GLOBAL: Chinese consumers are more likely to use sharing economy platforms for holiday homes or car rentals than American or British consumers, according to a new survey, but in all three countries reducing risk has the potential to increase engagement.
Insurance firm Lloyd’s of London surveyed a total of 5,000 consumers, 2,000 each in China and the US and a further 1,000 in the UK. In addition, the survey also looked at 30 sharing economy companies to explore risk management, including Uber, Airbnb, and Didi Chuxing – the Chinese ride-hailing business.
More than two thirds (68%) of Chinese consumers agreed that the benefits of the sharing economy outweigh the risks, the South China Morning Post observed. For comparison, the majority (58%) of US and UK felt the risks were greater than the benefits.
Despite the American origins of some of the sharing economy’s most famous exponents, many US consumers remain unwilling to participate. Just under half of consumer respondents (49%) reported never having used a sharing economy service, while just 8% have provided an asset through a service.
Lloyd’s interest in the insurance implications revealed that consumers in the UK were the most likely to buy insurance when using sharing platforms.
Chinese consumers, meanwhile, tended to feel that insurance provision should be the responsibility of the platform, with 71% agreeing that platforms should safeguard their interests. Just 21% said it should be the asset owner’s responsibility to insure. Across all three countries, a majority of respondents (53%) felt that the platform should shoulder insurance, while just 32% said it was the owner’s responsibility.

● SOURCE MATERIAL:
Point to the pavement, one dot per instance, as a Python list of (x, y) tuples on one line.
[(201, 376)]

● SET TASK:
Please print the sharing economy survey article above in full, word for word.

● OUTPUT FOR THIS TASK:
GLOBAL: Chinese consumers are more likely to use sharing economy platforms for holiday homes or car rentals than American or British consumers, according to a new survey, but in all three countries reducing risk has the potential to increase engagement.
Insurance firm Lloyd’s of London surveyed a total of 5,000 consumers, 2,000 each in China and the US and a further 1,000 in the UK. In addition, the survey also looked at 30 sharing economy companies to explore risk management, including Uber, Airbnb, and Didi Chuxing – the Chinese ride-hailing business.
More than two thirds (68%) of Chinese consumers agreed that the benefits of the sharing economy outweigh the risks, the South China Morning Post observed. For comparison, the majority (58%) of US and UK felt the risks were greater than the benefits.
Despite the American origins of some of the sharing economy’s most famous exponents, many US consumers remain unwilling to participate. Just under half of consumer respondents (49%) reported never having used a sharing economy service, while just 8% have provided an asset through a service.
Lloyd’s interest in the insurance implications revealed that consumers in the UK were the most likely to buy insurance when using sharing platforms.
Chinese consumers, meanwhile, tended to feel that insurance provision should be the responsibility of the platform, with 71% agreeing that platforms should safeguard their interests. Just 21% said it should be the asset owner’s responsibility to insure. Across all three countries, a majority of respondents (53%) felt that the platform should shoulder insurance, while just 32% said it was the owner’s responsibility.